## begin SOURCE RECORDS

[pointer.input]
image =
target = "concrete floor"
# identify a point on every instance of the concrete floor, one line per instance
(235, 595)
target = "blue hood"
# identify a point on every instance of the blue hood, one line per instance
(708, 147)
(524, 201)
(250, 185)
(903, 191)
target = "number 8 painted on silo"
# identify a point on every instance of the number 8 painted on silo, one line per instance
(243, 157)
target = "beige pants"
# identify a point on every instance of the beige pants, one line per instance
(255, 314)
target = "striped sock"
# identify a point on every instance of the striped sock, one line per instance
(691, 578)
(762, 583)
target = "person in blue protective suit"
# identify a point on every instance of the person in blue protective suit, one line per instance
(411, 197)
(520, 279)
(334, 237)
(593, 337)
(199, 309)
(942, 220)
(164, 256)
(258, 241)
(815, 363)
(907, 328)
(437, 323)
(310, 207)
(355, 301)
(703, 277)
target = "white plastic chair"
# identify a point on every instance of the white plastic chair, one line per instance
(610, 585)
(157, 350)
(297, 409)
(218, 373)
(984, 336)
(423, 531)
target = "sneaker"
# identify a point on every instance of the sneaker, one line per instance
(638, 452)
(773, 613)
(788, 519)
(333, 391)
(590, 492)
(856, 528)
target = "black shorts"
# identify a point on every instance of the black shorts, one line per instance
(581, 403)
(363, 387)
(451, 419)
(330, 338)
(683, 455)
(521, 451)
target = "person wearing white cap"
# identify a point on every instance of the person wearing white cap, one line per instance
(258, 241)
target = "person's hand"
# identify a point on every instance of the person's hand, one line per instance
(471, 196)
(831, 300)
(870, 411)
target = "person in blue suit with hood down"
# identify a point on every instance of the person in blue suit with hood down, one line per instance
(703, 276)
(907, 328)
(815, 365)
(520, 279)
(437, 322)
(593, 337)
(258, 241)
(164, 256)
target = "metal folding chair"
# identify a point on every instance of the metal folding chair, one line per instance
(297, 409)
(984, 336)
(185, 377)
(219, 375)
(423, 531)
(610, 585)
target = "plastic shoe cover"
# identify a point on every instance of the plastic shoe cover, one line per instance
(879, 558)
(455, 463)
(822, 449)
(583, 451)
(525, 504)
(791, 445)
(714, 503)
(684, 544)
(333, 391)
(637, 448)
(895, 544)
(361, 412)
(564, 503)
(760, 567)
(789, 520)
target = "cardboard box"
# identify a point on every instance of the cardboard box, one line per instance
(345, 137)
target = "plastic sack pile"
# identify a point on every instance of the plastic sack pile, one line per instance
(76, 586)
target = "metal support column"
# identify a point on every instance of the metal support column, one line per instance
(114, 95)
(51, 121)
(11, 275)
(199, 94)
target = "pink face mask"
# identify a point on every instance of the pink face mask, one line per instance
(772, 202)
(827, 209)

## end SOURCE RECORDS
## begin SOURCE RECORDS

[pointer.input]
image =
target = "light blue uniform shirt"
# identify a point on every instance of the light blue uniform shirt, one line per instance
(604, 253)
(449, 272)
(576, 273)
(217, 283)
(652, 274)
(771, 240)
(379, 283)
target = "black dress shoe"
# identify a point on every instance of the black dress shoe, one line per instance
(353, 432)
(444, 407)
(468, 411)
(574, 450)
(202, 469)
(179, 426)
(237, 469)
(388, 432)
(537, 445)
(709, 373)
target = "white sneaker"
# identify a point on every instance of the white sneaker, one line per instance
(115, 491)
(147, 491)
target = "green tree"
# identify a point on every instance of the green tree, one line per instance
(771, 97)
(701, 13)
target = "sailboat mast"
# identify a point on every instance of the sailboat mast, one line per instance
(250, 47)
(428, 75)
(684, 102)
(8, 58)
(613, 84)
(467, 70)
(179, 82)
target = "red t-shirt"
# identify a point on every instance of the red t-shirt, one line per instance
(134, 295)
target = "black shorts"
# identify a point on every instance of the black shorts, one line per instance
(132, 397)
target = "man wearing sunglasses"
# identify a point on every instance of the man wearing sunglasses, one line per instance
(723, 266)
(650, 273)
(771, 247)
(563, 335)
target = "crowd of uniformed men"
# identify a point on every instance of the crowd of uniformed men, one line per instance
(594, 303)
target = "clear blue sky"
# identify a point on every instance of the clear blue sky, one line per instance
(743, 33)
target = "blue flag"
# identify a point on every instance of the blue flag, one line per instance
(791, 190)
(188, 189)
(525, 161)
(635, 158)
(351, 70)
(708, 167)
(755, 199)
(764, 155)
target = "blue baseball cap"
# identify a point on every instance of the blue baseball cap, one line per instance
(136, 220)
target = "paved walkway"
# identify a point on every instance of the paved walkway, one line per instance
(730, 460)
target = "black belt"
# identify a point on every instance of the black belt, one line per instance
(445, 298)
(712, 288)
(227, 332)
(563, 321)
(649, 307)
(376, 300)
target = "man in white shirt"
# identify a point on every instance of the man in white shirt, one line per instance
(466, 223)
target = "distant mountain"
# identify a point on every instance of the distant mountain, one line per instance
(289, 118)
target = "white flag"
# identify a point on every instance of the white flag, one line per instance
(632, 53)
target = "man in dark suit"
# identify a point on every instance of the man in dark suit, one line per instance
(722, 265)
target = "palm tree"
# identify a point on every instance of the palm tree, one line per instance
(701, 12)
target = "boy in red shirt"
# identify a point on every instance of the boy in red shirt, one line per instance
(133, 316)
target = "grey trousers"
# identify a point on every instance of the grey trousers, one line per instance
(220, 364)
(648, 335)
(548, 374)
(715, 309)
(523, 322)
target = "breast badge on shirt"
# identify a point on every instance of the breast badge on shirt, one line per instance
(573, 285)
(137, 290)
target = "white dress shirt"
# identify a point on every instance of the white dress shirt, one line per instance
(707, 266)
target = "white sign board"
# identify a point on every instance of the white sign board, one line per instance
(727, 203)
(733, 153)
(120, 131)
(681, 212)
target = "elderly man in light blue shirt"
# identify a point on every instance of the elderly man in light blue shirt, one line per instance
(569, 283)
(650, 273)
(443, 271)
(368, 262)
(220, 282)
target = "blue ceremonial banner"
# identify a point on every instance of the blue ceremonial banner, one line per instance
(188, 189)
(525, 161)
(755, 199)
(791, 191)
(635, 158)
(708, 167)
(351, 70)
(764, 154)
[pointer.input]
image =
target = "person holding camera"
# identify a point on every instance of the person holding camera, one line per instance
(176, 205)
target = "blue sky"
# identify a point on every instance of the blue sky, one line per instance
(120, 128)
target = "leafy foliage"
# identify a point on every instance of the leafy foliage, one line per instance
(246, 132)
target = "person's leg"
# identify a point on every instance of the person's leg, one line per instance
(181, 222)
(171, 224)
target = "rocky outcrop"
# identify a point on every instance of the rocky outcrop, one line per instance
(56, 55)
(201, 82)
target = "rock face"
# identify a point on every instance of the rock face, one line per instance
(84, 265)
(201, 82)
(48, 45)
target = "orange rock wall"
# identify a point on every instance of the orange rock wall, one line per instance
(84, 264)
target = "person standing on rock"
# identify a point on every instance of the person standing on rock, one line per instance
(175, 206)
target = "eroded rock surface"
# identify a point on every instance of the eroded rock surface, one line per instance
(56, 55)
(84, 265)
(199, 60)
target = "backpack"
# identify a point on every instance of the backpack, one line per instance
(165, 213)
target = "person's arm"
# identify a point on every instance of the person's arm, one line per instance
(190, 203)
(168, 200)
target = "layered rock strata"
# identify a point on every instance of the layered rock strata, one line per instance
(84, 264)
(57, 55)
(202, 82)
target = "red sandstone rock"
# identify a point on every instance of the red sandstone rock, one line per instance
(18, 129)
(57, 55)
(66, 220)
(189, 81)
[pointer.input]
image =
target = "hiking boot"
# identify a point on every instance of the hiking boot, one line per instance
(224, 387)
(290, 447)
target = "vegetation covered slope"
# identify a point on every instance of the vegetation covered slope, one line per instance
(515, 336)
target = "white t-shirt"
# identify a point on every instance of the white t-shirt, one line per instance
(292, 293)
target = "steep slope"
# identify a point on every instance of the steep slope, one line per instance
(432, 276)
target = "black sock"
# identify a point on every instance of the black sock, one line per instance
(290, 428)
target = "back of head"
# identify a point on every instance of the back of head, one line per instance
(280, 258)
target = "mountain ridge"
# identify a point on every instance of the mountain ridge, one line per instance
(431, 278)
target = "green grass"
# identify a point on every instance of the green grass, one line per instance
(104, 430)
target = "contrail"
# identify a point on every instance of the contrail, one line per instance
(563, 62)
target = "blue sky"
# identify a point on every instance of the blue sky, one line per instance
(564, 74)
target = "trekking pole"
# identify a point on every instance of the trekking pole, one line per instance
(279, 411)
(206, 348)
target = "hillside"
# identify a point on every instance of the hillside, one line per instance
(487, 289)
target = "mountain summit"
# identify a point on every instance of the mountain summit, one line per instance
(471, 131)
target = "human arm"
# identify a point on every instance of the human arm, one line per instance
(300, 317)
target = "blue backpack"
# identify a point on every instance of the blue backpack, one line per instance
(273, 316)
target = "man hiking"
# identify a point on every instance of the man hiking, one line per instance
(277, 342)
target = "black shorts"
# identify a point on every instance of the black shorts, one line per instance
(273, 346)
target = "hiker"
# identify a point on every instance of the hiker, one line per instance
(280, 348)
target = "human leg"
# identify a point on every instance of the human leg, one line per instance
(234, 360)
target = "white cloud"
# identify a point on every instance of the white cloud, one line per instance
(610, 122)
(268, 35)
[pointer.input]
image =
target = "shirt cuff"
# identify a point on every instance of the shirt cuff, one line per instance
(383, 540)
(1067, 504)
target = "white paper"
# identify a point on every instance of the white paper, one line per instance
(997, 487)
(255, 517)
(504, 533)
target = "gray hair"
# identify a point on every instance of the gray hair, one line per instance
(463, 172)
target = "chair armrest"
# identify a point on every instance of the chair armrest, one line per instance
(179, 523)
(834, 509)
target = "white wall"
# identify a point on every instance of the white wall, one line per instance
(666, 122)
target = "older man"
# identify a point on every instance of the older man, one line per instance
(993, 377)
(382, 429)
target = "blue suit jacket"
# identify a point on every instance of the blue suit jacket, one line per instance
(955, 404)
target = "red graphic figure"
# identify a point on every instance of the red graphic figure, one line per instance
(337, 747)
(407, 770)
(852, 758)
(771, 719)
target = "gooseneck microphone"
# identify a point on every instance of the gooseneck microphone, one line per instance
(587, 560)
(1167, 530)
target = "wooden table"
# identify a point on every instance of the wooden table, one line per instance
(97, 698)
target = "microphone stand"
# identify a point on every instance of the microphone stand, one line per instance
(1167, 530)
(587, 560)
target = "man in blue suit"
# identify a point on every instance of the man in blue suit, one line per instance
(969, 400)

## end SOURCE RECORDS
## begin SOURCE RECORDS

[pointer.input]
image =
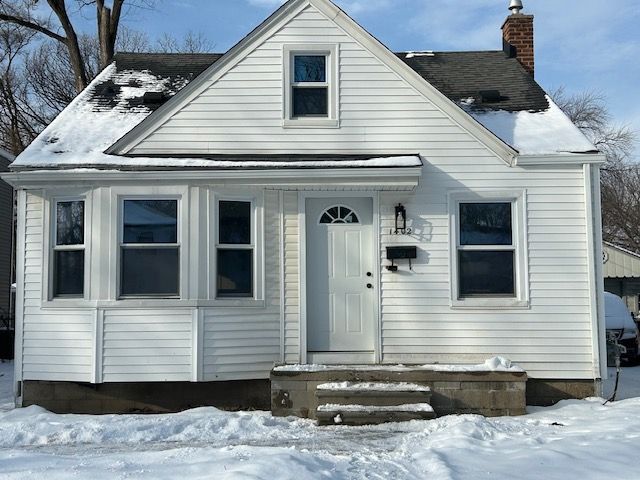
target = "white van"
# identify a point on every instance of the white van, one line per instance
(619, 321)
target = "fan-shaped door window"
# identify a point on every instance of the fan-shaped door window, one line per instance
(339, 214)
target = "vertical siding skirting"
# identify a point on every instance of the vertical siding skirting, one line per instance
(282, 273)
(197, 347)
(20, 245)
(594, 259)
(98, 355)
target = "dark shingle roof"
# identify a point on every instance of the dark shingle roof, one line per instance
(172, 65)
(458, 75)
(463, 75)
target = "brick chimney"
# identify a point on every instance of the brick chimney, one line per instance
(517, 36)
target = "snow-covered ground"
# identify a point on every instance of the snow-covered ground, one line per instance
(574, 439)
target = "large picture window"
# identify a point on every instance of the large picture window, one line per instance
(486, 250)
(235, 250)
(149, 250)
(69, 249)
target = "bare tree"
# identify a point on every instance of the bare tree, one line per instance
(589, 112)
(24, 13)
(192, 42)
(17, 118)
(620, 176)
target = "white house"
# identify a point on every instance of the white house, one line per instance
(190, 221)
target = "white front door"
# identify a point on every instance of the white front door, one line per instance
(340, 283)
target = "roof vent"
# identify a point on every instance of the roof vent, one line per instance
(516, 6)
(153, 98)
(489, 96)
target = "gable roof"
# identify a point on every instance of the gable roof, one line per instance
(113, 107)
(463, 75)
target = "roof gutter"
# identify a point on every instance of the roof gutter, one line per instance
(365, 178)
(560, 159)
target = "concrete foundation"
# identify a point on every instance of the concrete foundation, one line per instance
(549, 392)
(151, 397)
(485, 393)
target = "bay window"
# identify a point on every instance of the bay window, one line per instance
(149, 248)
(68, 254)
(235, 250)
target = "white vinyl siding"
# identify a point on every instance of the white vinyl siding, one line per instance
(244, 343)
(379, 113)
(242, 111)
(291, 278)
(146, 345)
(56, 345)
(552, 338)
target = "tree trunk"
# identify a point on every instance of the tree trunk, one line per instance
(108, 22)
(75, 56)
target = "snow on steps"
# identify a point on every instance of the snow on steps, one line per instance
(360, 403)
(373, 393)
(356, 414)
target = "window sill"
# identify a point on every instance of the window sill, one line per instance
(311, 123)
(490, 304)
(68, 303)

## end SOURCE RECORDS

PROBLEM DESCRIPTION –
Collect every line of the data above that contains the word "window" and copy each one out in full.

RESULT OF THIS TASK –
target = "fan-shaped door window"
# identify a point on every instance of the fan-shaped door window, one line per instance
target = "large picture window"
# identify a point on every instance of the large picture window, one line per instance
target = "bay window"
# identify a point on every instance of the bay window, one line per instance
target = "window sill"
# identify a point on every instance of the window sill, one line per instance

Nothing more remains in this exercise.